Copy everything in the records below from the line containing "the elephant head" down to the line containing "[(53, 172), (119, 168), (36, 154)]", requests included, shifting every answer coordinate value up by 132 and leaving the numbers in the requests and their format samples unchanged. Omit the pictures from your copy.

[Point placement records]
========

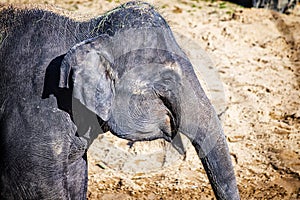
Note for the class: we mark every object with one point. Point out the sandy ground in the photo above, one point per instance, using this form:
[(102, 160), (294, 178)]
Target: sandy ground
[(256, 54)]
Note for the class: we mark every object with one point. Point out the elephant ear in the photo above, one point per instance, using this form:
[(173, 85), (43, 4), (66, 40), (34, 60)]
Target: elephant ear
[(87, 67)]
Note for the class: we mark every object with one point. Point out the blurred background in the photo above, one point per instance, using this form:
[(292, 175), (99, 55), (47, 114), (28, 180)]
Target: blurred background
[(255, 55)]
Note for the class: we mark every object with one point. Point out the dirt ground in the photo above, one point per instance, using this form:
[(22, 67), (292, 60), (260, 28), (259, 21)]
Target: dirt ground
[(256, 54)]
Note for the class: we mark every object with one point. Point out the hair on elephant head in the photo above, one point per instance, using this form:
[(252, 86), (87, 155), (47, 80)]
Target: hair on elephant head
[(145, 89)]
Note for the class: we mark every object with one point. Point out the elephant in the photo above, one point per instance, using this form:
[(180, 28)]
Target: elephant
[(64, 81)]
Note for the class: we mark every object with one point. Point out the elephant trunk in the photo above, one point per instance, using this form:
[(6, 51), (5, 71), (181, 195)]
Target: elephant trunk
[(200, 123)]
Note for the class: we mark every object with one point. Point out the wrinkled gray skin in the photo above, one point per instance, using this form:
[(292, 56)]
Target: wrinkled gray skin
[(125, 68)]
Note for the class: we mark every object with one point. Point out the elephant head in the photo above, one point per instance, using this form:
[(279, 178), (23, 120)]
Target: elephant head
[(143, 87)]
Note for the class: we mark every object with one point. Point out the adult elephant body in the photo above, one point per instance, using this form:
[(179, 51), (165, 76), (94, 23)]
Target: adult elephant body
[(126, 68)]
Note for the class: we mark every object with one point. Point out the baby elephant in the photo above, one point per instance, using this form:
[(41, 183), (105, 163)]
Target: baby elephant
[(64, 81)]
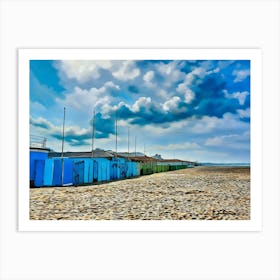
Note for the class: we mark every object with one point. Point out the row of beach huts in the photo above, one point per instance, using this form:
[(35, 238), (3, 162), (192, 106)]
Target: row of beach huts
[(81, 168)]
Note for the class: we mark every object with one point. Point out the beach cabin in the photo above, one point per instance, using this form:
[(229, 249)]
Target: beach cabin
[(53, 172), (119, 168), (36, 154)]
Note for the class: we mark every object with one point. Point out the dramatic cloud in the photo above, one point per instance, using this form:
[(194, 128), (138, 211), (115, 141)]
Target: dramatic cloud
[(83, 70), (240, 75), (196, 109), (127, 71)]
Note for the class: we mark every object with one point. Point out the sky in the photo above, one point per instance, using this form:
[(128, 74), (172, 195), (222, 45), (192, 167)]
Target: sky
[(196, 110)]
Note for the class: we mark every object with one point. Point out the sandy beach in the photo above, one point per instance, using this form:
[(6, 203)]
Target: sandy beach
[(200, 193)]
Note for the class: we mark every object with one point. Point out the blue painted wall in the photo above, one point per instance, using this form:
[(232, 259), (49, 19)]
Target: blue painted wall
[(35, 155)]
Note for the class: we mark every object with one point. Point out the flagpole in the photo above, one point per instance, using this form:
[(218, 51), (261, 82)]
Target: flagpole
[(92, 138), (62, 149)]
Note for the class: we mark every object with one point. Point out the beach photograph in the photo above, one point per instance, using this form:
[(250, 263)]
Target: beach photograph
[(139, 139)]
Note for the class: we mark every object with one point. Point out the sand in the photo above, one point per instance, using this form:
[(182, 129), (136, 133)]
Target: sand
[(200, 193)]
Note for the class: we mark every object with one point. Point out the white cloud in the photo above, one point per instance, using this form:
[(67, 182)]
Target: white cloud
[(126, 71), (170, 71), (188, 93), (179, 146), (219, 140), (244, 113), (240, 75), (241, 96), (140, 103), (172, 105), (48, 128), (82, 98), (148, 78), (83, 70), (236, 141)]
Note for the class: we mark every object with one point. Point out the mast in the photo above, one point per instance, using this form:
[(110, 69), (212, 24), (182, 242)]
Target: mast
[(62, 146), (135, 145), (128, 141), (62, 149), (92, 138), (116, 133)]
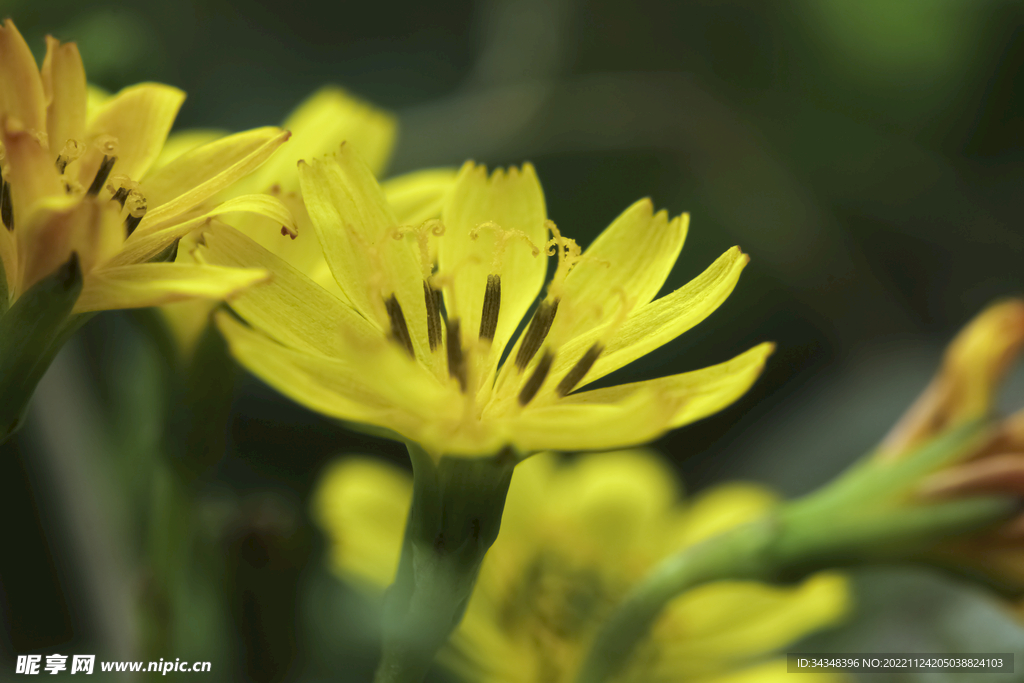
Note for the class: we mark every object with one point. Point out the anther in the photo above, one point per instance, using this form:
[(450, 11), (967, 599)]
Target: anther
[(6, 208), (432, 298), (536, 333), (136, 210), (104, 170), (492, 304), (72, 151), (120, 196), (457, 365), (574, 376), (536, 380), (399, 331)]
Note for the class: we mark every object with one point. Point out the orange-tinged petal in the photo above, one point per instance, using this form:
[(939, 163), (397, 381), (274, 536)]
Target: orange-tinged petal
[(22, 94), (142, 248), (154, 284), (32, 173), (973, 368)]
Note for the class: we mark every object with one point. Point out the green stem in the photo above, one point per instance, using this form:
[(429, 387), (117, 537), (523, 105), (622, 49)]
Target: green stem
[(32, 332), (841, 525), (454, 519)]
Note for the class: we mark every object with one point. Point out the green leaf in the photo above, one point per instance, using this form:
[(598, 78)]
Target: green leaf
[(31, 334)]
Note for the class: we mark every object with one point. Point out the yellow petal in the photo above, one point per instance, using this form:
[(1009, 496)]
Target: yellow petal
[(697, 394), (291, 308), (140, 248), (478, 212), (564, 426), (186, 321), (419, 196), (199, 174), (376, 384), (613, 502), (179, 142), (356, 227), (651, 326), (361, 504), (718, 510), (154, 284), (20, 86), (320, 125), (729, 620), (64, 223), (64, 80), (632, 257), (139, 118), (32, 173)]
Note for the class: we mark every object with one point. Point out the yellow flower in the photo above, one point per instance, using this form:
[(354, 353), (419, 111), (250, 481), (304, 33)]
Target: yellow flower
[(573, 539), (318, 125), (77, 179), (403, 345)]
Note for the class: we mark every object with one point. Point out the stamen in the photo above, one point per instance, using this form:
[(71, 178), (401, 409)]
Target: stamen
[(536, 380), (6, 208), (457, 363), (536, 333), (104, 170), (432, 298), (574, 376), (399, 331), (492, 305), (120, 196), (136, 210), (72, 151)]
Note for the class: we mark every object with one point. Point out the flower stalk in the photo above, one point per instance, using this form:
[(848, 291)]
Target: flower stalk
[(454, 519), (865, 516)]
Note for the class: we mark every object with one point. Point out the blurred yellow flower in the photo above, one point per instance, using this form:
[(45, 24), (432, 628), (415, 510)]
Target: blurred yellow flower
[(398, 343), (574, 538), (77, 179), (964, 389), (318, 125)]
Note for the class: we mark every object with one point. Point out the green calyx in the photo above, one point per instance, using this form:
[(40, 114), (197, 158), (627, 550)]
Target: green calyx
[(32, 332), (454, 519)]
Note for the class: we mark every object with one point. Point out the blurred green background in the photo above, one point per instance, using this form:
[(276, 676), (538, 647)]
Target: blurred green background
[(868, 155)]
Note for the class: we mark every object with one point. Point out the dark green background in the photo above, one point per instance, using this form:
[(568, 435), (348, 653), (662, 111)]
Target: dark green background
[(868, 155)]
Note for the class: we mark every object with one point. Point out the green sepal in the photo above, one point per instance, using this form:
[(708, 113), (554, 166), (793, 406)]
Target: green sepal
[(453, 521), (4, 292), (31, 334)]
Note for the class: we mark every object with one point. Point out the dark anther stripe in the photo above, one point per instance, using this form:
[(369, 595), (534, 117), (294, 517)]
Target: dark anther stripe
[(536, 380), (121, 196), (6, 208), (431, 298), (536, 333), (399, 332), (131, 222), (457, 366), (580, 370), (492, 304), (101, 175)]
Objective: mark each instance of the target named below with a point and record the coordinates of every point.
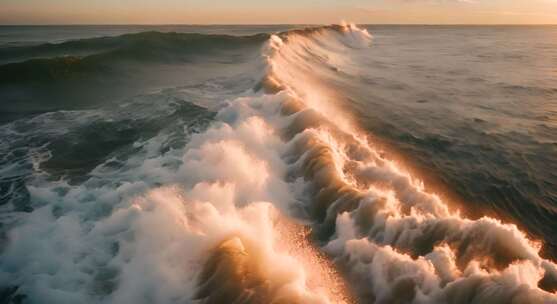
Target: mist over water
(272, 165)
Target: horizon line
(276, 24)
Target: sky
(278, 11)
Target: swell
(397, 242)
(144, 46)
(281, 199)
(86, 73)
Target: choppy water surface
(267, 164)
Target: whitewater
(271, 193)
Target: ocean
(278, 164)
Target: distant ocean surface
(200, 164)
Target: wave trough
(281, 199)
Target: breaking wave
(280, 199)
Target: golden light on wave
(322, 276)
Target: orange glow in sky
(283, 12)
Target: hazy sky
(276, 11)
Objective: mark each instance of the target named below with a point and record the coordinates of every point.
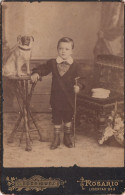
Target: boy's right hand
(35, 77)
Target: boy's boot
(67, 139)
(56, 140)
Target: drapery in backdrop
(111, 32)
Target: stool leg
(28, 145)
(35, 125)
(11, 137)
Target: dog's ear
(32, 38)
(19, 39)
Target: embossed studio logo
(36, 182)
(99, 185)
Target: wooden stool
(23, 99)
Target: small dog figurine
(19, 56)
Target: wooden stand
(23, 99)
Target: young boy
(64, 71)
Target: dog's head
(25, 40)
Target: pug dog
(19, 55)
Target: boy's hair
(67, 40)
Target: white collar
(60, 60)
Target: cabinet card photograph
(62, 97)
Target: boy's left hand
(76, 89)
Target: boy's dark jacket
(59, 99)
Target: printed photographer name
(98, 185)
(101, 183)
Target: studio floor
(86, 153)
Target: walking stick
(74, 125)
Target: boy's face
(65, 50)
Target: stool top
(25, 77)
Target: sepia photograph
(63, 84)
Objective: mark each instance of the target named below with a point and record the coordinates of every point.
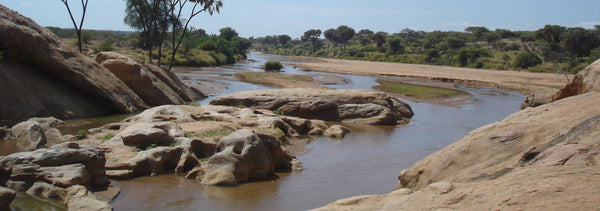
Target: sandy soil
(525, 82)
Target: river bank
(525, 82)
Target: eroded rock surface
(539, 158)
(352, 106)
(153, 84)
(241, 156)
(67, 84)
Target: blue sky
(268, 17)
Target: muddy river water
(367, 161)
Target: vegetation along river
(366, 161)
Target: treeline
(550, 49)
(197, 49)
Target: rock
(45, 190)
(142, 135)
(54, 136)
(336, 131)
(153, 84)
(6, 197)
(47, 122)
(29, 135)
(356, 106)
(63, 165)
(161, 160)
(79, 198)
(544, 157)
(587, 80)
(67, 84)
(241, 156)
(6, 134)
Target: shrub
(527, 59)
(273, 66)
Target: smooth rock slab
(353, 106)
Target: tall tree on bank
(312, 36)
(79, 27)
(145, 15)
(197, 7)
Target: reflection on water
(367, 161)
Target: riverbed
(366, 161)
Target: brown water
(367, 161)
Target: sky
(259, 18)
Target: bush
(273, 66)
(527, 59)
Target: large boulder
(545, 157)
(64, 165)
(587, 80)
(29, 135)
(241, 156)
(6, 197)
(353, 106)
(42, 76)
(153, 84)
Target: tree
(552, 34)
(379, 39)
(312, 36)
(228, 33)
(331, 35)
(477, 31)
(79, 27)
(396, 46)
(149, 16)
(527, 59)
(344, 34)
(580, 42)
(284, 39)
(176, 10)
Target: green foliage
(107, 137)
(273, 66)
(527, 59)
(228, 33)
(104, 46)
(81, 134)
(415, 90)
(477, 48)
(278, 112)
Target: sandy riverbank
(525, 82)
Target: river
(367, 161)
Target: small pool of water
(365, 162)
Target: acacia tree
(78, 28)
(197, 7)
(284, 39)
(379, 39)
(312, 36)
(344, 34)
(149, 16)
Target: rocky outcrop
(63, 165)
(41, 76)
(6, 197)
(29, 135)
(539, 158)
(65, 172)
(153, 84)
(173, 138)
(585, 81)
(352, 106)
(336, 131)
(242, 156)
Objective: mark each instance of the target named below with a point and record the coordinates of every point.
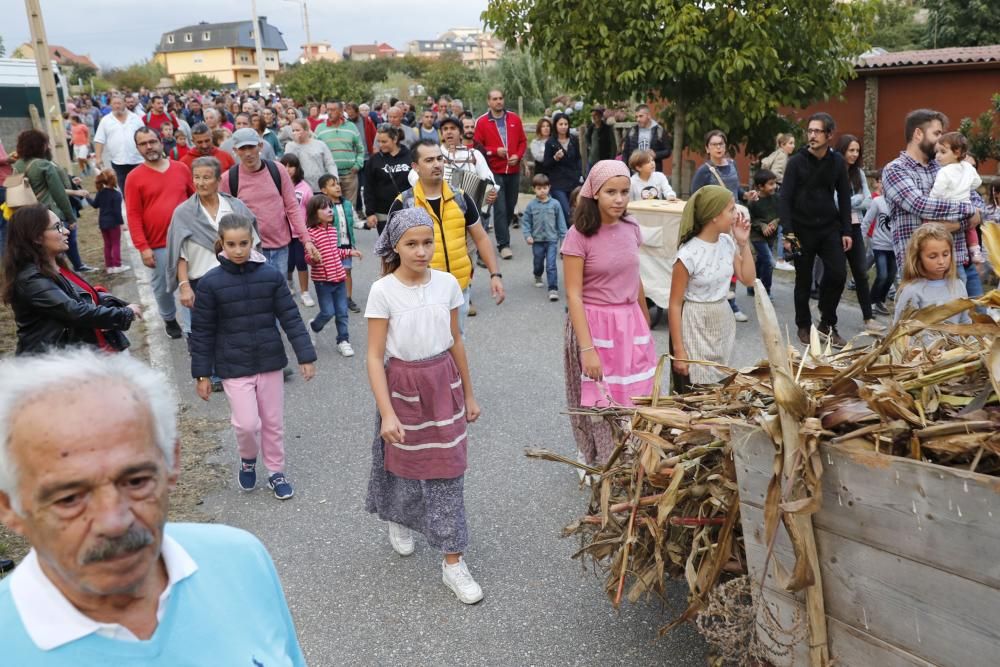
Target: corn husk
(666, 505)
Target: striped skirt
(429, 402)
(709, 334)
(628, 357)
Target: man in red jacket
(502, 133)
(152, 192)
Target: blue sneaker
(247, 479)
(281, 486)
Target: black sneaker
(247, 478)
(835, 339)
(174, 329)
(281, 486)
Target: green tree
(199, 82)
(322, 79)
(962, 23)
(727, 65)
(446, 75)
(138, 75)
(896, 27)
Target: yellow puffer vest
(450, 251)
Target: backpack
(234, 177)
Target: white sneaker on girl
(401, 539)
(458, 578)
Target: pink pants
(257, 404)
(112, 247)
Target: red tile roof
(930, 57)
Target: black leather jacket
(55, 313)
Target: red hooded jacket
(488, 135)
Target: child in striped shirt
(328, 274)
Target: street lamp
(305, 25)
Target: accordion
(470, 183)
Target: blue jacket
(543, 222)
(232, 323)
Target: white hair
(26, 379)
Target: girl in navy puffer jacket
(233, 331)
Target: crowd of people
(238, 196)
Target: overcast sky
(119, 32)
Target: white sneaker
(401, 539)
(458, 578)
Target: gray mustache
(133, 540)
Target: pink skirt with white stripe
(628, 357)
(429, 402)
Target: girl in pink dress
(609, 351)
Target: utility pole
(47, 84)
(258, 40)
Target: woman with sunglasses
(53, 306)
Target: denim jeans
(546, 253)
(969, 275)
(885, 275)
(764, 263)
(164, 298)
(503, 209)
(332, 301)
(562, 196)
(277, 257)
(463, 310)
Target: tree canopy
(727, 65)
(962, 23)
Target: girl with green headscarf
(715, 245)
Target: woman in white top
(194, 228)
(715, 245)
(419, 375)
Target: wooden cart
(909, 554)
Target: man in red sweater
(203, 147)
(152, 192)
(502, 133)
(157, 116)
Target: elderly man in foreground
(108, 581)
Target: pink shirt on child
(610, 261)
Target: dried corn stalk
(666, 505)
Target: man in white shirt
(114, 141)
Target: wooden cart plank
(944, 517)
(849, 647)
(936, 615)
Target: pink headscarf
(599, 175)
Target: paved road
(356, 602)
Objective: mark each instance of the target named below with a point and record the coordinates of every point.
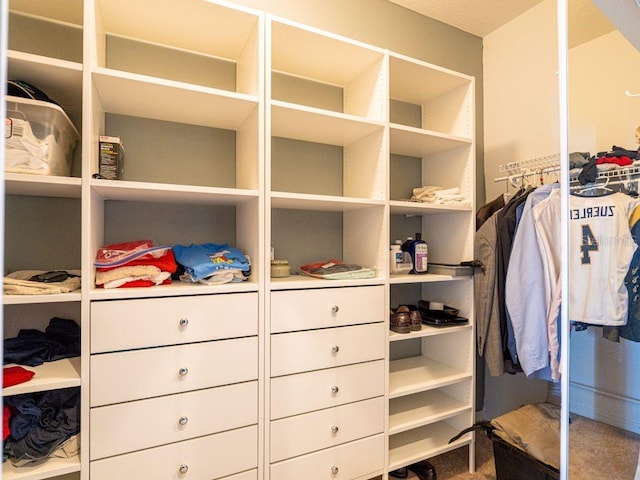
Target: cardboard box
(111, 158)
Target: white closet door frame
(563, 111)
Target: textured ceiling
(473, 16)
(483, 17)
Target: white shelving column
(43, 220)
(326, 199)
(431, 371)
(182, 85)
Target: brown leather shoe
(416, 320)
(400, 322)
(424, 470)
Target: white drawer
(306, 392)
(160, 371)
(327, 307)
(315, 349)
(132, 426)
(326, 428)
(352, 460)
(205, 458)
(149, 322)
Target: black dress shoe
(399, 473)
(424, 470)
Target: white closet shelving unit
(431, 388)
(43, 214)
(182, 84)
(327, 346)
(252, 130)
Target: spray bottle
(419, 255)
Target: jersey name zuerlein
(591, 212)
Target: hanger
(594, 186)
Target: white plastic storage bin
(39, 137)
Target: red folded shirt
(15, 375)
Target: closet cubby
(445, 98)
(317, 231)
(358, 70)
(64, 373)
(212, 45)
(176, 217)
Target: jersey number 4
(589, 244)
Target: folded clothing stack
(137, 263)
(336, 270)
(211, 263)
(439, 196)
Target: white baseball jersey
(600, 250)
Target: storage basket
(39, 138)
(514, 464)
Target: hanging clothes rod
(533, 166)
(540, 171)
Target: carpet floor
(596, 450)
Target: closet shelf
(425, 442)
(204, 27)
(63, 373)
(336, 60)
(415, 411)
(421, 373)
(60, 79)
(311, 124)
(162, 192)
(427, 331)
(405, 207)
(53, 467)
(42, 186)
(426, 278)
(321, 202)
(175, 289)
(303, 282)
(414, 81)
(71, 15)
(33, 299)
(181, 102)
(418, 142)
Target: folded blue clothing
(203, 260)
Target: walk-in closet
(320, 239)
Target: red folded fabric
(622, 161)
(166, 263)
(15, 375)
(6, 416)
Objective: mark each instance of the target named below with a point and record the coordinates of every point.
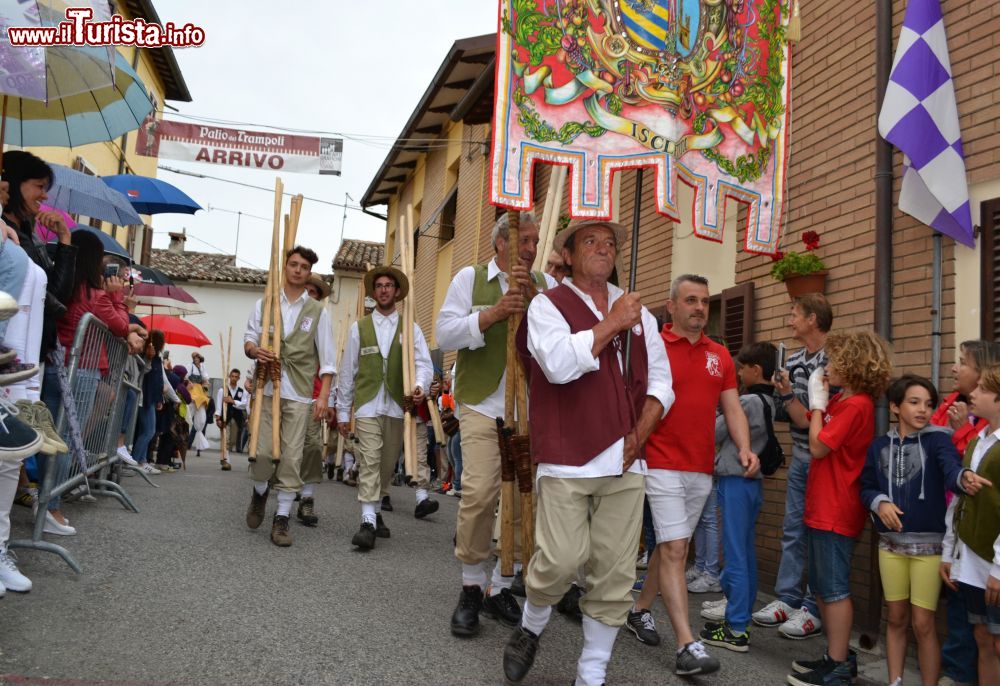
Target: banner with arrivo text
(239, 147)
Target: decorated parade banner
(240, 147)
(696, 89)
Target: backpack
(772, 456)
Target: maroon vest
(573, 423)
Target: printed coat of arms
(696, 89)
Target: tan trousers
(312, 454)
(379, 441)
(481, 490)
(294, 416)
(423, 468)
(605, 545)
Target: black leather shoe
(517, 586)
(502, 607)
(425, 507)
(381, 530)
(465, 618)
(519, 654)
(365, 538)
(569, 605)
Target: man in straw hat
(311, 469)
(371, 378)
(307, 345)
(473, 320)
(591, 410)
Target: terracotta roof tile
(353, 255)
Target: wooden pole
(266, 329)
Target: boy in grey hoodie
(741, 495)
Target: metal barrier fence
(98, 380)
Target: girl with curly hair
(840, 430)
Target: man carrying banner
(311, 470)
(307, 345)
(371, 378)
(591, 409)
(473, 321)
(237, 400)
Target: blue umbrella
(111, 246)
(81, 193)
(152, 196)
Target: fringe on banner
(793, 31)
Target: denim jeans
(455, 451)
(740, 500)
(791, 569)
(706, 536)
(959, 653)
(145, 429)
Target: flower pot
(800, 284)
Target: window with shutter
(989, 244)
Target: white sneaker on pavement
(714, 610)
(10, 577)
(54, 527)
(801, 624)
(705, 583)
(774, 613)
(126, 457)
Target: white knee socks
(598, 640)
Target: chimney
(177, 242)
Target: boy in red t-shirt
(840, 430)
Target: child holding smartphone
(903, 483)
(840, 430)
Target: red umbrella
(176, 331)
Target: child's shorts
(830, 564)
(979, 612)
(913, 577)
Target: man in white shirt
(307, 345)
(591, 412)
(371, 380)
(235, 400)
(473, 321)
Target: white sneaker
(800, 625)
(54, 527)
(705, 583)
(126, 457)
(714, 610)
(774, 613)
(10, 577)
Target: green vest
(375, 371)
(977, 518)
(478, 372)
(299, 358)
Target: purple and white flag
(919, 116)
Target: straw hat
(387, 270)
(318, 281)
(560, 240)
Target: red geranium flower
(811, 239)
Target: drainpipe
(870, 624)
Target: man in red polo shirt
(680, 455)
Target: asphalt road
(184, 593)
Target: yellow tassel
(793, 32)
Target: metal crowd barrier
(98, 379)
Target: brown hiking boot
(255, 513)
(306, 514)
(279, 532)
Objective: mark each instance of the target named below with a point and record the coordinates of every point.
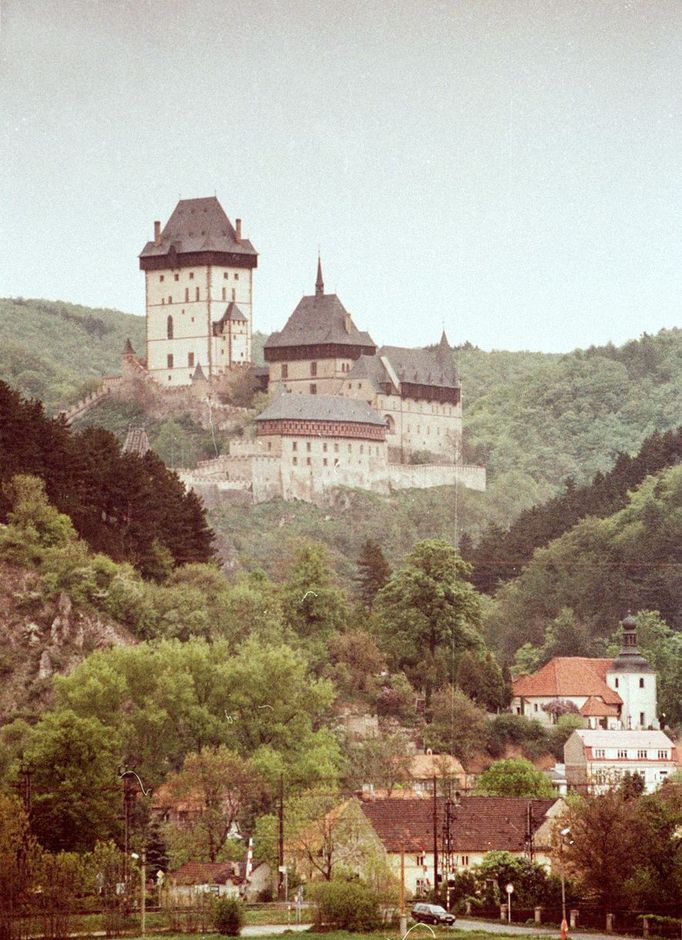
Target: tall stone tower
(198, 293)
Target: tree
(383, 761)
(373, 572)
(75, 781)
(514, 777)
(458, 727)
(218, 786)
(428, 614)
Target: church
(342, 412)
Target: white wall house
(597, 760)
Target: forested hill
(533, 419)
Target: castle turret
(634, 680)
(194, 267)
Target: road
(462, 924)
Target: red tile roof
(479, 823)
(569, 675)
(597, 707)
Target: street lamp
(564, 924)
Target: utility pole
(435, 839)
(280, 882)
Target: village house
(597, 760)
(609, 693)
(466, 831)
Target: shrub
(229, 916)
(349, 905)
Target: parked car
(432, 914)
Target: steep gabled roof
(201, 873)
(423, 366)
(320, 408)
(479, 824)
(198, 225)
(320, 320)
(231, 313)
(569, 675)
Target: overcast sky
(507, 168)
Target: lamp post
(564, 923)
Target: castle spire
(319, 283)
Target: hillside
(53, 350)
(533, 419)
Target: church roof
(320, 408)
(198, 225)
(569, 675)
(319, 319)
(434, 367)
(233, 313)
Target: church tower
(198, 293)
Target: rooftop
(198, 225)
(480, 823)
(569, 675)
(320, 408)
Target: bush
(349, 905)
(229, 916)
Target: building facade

========

# RESULT OF THIS EXERCISE
Note for the class: we mark every object with one point. Point out the elephant head in the photo above, one point per instance, using this form:
[(279, 178), (23, 120)]
Target: elephant head
[(275, 219)]
Note for the class: we mark every object with one point. Point out the adult elephant body in the photo above, one point per instance, using this form:
[(179, 51), (165, 76), (94, 23)]
Target: adult elephant body
[(258, 200)]
Note for the class: we mark every object with one point. Point out the baby elephant in the photo above, one point per instance, using this form:
[(41, 183), (105, 163)]
Target: baby elephant
[(196, 213)]
Note for the class: we mark every object with one point. Point out the row of beach huts in the photo above, one point per instance, using this form:
[(35, 238), (3, 162), (192, 106)]
Target: row of beach huts
[(213, 300)]
Note for the class: we mark every object with one point. Point out the beach cabin in the photo above, one point per instance, using this form:
[(229, 249)]
Target: beach cabin
[(185, 304), (251, 300), (168, 286)]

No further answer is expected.